## About this task
Repeat only the lines below from the one containing "locate: man's hand | one point per instance" through the one containing "locate: woman's hand | one point per instance", inclusive, exactly as written.

## Data in this exercise
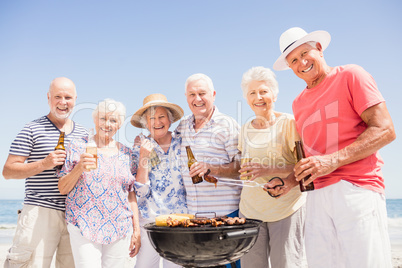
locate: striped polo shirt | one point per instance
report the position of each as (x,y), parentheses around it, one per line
(35,141)
(216,143)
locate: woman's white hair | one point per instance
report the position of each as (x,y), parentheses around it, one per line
(200,76)
(110,106)
(143,119)
(260,73)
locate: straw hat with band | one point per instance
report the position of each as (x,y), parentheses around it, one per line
(294,37)
(156,100)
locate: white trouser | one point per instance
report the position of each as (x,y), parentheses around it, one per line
(346,226)
(148,257)
(88,254)
(280,244)
(41,233)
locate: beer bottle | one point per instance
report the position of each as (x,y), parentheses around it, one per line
(300,155)
(60,146)
(191,160)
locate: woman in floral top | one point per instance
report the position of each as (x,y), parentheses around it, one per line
(159,184)
(101,207)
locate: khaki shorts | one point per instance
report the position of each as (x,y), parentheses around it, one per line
(40,233)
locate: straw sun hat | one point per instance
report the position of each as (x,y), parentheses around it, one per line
(294,37)
(156,100)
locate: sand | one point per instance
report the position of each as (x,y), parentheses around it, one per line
(396,256)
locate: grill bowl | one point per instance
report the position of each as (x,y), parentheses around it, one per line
(203,246)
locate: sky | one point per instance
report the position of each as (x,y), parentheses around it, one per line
(126,50)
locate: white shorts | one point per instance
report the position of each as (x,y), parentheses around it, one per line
(88,254)
(280,244)
(41,232)
(346,226)
(148,257)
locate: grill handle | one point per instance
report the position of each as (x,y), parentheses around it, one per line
(239,234)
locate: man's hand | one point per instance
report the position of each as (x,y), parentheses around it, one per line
(316,166)
(55,158)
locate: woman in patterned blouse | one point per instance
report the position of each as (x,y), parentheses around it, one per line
(101,207)
(159,184)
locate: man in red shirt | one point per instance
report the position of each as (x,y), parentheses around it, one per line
(343,121)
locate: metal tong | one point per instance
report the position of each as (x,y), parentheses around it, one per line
(241,183)
(247,183)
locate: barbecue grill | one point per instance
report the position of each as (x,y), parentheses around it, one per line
(205,245)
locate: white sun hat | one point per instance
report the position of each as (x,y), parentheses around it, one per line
(294,37)
(156,100)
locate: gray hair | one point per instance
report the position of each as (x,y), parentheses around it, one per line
(199,76)
(260,73)
(143,119)
(110,106)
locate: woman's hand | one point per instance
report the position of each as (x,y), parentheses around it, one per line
(251,171)
(87,160)
(199,168)
(146,148)
(316,166)
(277,191)
(135,244)
(255,170)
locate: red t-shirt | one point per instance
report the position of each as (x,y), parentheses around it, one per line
(328,119)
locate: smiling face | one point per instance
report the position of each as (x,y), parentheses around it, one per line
(200,99)
(307,63)
(158,122)
(260,98)
(106,125)
(61,98)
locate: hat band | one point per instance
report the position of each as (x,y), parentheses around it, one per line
(155,101)
(289,46)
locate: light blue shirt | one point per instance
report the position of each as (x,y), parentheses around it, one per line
(164,192)
(216,143)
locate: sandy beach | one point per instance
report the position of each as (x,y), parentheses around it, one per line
(396,256)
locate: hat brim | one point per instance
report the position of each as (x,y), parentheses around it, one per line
(322,37)
(176,110)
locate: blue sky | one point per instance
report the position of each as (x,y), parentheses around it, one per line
(126,50)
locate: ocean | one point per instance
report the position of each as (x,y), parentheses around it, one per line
(9,216)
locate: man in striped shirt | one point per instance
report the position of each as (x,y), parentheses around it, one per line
(41,228)
(213,138)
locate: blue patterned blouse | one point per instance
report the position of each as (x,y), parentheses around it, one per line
(98,204)
(164,193)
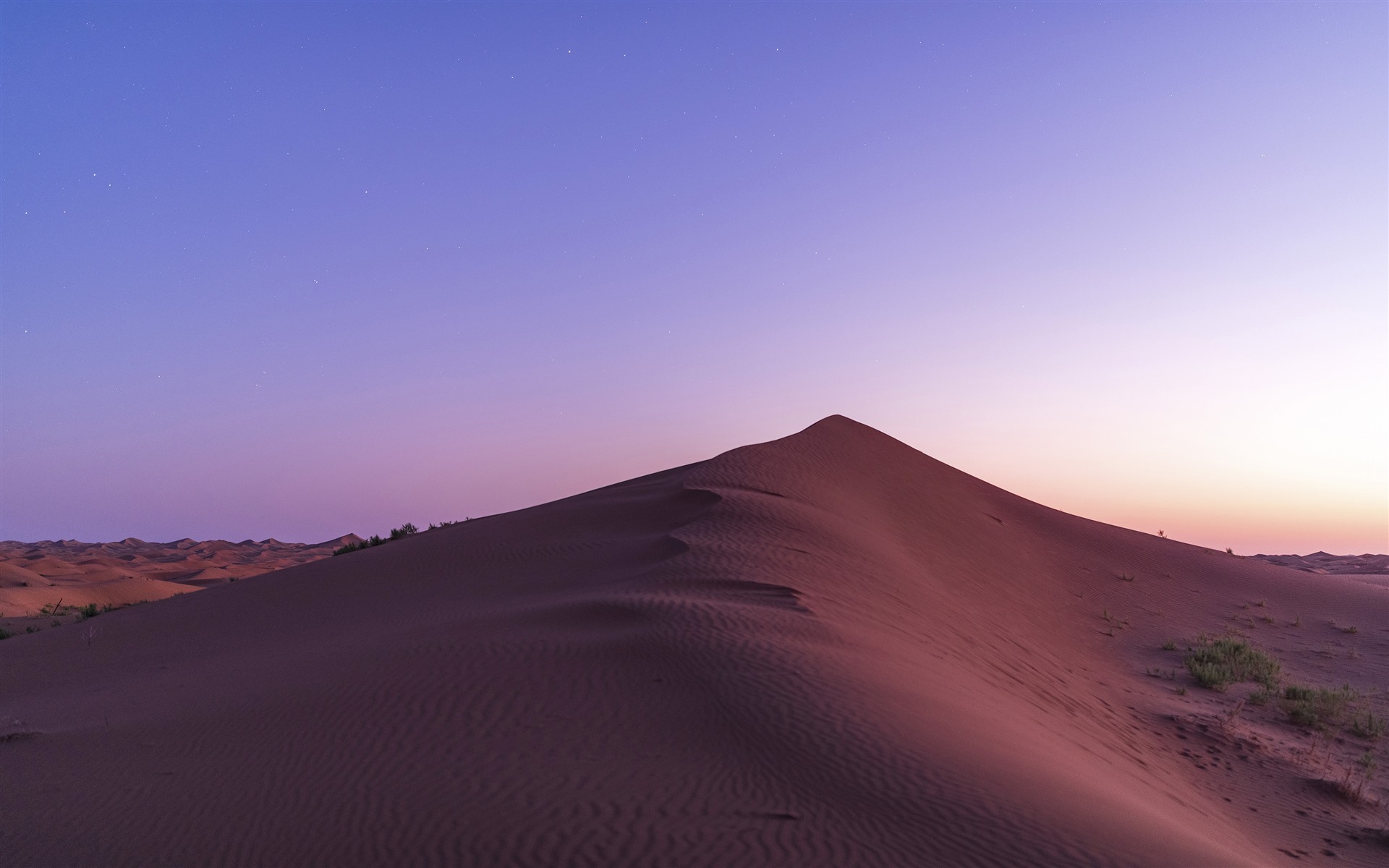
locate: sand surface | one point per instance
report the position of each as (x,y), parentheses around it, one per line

## Response
locate: man's hand | one point per instance
report the position of each as (x,y), parentheses around it, one per line
(316,166)
(55,158)
locate: woman in patterned blouse | one point per instance
report the position of each as (x,y), parentheses around it, one per line
(101,207)
(159,184)
locate: man in red shirt | one point per instance
report the position of each as (x,y), parentheses around it, one per line
(343,121)
locate: metal tong | one point per instance
report the position of each as (x,y), parentheses around it, one per line
(241,183)
(247,183)
locate: barbecue grill | one point per instance
report the position of each as (x,y), parentheses around it, one per line
(205,245)
locate: white sun hat | one point per instance
report the position of each as (x,y), parentheses around it, one per line
(294,37)
(156,100)
locate: gray hair | one point per instance
report the position of each as (x,y), parentheses around it, one per line
(199,76)
(260,73)
(143,119)
(110,106)
locate: woman's hand | one point per instance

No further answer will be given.